:: EXERCISE BRIEF ::
Give every line of the material again, exactly as written.
◇ ◇ ◇
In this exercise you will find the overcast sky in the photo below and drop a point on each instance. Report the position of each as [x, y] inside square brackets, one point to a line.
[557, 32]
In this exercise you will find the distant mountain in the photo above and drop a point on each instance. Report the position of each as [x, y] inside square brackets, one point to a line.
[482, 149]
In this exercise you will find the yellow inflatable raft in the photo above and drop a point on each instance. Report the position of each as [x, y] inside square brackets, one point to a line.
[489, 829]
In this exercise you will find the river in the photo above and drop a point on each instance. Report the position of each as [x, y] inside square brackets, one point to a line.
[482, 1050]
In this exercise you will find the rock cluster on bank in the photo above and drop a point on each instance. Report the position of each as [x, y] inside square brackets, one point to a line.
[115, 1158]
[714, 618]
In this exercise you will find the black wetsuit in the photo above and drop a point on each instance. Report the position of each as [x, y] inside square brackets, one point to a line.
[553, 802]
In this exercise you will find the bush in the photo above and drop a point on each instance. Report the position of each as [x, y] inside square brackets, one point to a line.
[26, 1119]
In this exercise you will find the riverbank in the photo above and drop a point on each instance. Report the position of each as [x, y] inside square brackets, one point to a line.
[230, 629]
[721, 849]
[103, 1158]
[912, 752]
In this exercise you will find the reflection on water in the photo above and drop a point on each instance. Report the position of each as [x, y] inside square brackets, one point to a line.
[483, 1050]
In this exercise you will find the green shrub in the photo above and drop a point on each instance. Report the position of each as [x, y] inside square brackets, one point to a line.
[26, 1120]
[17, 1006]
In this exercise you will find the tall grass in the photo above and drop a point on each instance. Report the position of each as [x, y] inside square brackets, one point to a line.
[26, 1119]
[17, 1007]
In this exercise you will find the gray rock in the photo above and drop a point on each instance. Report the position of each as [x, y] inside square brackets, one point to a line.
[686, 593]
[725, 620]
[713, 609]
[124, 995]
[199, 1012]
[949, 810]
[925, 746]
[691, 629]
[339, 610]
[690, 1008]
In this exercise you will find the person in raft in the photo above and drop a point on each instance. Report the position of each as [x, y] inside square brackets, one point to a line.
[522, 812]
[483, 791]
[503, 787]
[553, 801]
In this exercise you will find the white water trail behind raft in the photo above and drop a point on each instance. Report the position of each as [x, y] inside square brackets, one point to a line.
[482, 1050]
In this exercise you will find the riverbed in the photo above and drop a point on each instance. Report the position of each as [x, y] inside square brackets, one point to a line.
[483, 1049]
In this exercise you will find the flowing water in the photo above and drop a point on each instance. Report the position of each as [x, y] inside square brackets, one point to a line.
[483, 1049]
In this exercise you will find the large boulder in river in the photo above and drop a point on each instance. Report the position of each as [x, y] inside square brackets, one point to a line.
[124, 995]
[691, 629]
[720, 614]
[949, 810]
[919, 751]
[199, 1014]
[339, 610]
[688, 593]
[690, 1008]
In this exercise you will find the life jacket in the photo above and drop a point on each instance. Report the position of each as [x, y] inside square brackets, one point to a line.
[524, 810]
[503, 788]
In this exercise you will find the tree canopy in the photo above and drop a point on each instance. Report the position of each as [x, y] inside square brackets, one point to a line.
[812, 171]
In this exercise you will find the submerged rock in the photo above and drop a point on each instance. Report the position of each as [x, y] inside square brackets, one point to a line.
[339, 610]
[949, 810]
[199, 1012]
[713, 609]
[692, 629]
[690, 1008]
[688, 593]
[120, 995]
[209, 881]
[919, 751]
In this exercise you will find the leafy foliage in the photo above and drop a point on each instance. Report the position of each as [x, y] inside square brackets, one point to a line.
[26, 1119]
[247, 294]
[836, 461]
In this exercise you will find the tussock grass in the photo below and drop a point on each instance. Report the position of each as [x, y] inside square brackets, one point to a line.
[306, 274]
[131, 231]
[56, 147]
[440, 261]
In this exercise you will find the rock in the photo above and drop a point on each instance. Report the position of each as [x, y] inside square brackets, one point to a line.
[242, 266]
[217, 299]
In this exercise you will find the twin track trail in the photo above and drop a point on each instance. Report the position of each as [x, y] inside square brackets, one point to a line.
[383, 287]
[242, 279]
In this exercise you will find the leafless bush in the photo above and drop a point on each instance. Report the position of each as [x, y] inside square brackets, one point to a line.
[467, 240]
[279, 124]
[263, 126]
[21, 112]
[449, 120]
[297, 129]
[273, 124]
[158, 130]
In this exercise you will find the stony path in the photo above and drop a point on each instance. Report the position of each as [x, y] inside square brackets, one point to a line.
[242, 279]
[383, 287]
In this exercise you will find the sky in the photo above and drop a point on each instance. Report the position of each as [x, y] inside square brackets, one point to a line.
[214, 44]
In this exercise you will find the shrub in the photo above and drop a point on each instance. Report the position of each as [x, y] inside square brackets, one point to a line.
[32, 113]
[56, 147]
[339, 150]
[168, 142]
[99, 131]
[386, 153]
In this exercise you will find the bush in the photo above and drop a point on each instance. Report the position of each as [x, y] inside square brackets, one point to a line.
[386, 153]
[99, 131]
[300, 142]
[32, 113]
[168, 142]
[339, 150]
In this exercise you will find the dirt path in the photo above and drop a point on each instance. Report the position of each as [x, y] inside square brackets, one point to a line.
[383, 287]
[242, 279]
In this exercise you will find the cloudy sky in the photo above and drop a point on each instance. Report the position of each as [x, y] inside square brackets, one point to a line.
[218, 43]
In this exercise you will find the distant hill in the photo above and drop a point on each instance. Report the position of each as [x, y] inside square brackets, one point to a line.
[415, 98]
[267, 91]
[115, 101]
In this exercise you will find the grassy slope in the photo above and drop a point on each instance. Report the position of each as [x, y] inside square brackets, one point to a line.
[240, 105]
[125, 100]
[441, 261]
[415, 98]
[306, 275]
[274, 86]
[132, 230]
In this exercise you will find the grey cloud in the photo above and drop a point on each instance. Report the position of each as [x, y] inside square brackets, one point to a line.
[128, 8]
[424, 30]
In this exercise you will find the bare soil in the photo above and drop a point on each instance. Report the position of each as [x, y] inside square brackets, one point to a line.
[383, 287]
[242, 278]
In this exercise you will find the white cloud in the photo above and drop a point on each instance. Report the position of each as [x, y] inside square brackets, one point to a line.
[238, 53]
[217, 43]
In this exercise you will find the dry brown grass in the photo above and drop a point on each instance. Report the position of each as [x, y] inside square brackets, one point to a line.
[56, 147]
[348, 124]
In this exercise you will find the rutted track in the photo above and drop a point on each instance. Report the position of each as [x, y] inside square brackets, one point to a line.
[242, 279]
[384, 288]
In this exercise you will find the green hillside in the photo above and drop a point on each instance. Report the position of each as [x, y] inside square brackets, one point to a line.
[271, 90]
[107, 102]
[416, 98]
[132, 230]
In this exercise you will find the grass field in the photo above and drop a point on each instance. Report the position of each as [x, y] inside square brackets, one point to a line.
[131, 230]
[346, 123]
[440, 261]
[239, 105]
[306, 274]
◇ ◇ ◇
:: RESPONSE TO THE TASK ::
In this exercise you will find the overcast sky in the photo below and drop a point on each instance. Report the position of each as [x, y] inside square brackets, one point to a line.
[557, 32]
In this exercise you will find the distant mountain in the photo above and drop a point on each instance. Report the position of each as [x, y] inside square brackets, one point to a line.
[482, 149]
In this exercise you will find the yellow inflatable raft in the photo above and drop a point on each instance. Report the position of each as [x, y] inside square brackets, one point to a line.
[489, 829]
In this exercise you will find the river in the photo above and drop a point on each instance. Report the position of each as [x, y] inside square brackets, one point to a line.
[482, 1050]
In this exercise you will find the rock cluster on bank in the photo above and drop a point on each instance. Report the position of each as [x, y] inside square brackets, one point to a line.
[115, 1158]
[714, 618]
In this exercise you will find the black wetsuit in the photo above and drop a point on each instance. Report the position of each as [x, y] inside square brackets, one point to a line.
[553, 802]
In this exercise you will find the bush in the photo above and drop a point on each instance. Report the position of each as [x, y] inside square brackets, one point to a line.
[26, 1119]
In this exercise you will find the riverbank in the photo above and drop a point on each instance. Report the position of each as [x, y] inside square brackets, one point to a line.
[230, 629]
[721, 849]
[103, 1158]
[912, 752]
In this exercise you will find the reflection on water in the photo above and drop a point on each instance. Report the position of each as [x, y] inside square brackets, one point to a line.
[483, 1050]
In this exercise you will find the green shrub in the photo above and drop a point on each instance. Report the position of each as [x, y] inside square brackets, one point to a line.
[26, 1120]
[17, 1006]
In this exercise you will find the tall grass in the photo above and drop a point on each instance. Report the position of each as [x, y] inside square brackets, one point to a line.
[26, 1119]
[17, 1007]
In this exercise you will find the gray rock in the photo above and drop a point on each instance. Report the position of each as [x, y] inside square brackets, one point to a line.
[686, 593]
[725, 620]
[713, 609]
[124, 995]
[199, 1012]
[949, 810]
[925, 746]
[691, 629]
[339, 610]
[690, 1008]
In this exercise you will find the person in raft in the photo above and drop a point on each instance. Report the position of each as [x, y] inside square brackets, one point to a line.
[522, 812]
[483, 791]
[503, 787]
[553, 801]
In this exercise you will find the white water trail behind raft in the photo above and drop a point on each instance. Report the position of each as [x, y] inside square brackets, one point to a line.
[482, 1050]
In this exercise you will find the riverbed in the photo above and drop a point on each instance. Report the position of each as [x, y] inside square brackets, one point to a line.
[483, 1049]
In this exercise you will find the flowing water in the photo above and drop a point on each instance. Report the position of each as [x, y] inside square brackets, one point to a line.
[483, 1049]
In this exercise you will find the large boulder in river in the photo above and drop a point on each instance. Report the position of each as [x, y] inside square brackets, one point to a line.
[124, 995]
[691, 629]
[720, 614]
[949, 810]
[919, 751]
[199, 1014]
[339, 610]
[688, 593]
[690, 1008]
In this exercise you will find the life jacket in the photo above and drop a point on each instance. Report the position of each as [x, y] inside square brackets, one point to a line.
[524, 810]
[503, 788]
In this exercise you will find the tree canopy in the photo above and drop a point on each instance. Report the position of each as [x, y] inside square brackets, one point to a line.
[812, 171]
In this exercise you will find the submerged rock in the photo above and drop a point on each instance. Report the position of each as [x, y] inside square brackets, one point to a line.
[339, 610]
[949, 810]
[199, 1012]
[713, 609]
[692, 629]
[690, 1008]
[688, 593]
[120, 995]
[209, 881]
[919, 751]
In this exercise you will find the leafy foliage in the photo above and drop a point on each instance. Report the position of each as [x, y] inside square brackets, one point to a line.
[26, 1119]
[247, 294]
[836, 461]
In this exercise you will find the tussock grass in the photo below and drop a point on each instance. Report the position of each as [x, y] inside square brackets, one point to a line.
[306, 274]
[131, 231]
[56, 147]
[440, 261]
In this exercise you will find the rock in the photo above and drop a point on each instance. Report the position of each as [x, y] inside square brackets, one point to a line.
[242, 266]
[217, 299]
In this exercise you will find the twin track trail in the photo above and drop a point on each instance. Report the position of each as [x, y] inside square brackets, one point to a line.
[383, 287]
[242, 279]
In this exercise you will find the leafless bush in the photo above and drop a point on each instance. Report the position of each as [x, y] inside square brackets, one point to a line.
[467, 240]
[279, 124]
[263, 126]
[21, 112]
[449, 120]
[297, 129]
[273, 124]
[158, 130]
In this exercise you will find the stony path in the photo above and drop a point on each instance. Report the position of each as [x, y] inside square brackets, one point to a line.
[242, 279]
[383, 287]
In this exercise you will find the sky in the photo above and drop a point on each instance. Report the position of each as [x, y] inside square brackets, one point to a line.
[214, 44]
In this exercise you will find the shrub in the photo above and drop a point on each instance. Report the position of each as [x, y] inside square brackets, one point to a line.
[32, 113]
[56, 147]
[339, 150]
[168, 142]
[99, 131]
[386, 153]
In this exercise you will find the bush in the photo above and drop a point on each instance. Report the position of each as [x, y] inside square brackets, one point to a line.
[386, 153]
[99, 131]
[300, 142]
[32, 113]
[168, 142]
[339, 150]
In this exercise you will find the dirt path in the photo above and drop a point on each instance. Report the position of each as [x, y] inside square brackets, one point to a line.
[383, 287]
[242, 279]
In this exercise you will find the cloudy sky in the photo above and drop a point on each instance. Report the position of each as [x, y] inside square brackets, one point to a line.
[218, 43]
In this exercise you will find the distant hill in the photo above and drop a point on each instance. Report the position of each as [x, y] inside square brackets, one point to a line.
[415, 98]
[267, 91]
[115, 101]
In this exercise you will find the grassy slope in the photo above and drop a point on each instance. Report the position of each as [x, y] inside square brackets, one point to a line.
[240, 105]
[125, 100]
[441, 261]
[415, 98]
[306, 275]
[274, 86]
[132, 230]
In this exercise you will find the grey cloud in the photo above and drop a point on each instance. Report the position of each as [x, y] inside square brackets, one point to a line.
[128, 8]
[424, 30]
In this exercise you will find the bare soil in the photo above and drop a point on each instance. Report the position of each as [x, y] inside square brackets, one point to a line.
[383, 287]
[242, 278]
In this exercise you will find the white cloud in the photo above and drop a point on each instance. Report the position of each as [x, y] inside square brackets, one point to a line.
[238, 53]
[217, 43]
In this exercise you will find the dry brown grass in the photo above and drop a point on each instance. Report the position of each as [x, y] inside square brackets, one point to a line.
[56, 147]
[348, 124]
In this exercise you will find the rutted track in the photo above and drop a point on each instance. Report the position of each as [x, y] inside square brackets, one point to a line.
[242, 279]
[384, 288]
In this exercise you will find the green hillside in the photo above and drop a point on each instance. Report the position of each as [x, y] inside square brackets, one point to a line.
[271, 90]
[107, 102]
[416, 98]
[132, 230]
In this exercise you will find the grass field in the photo above and drop a point on each instance. Report the position of each as [x, y] inside square brackets, one point to a line.
[131, 230]
[346, 123]
[440, 261]
[239, 105]
[306, 274]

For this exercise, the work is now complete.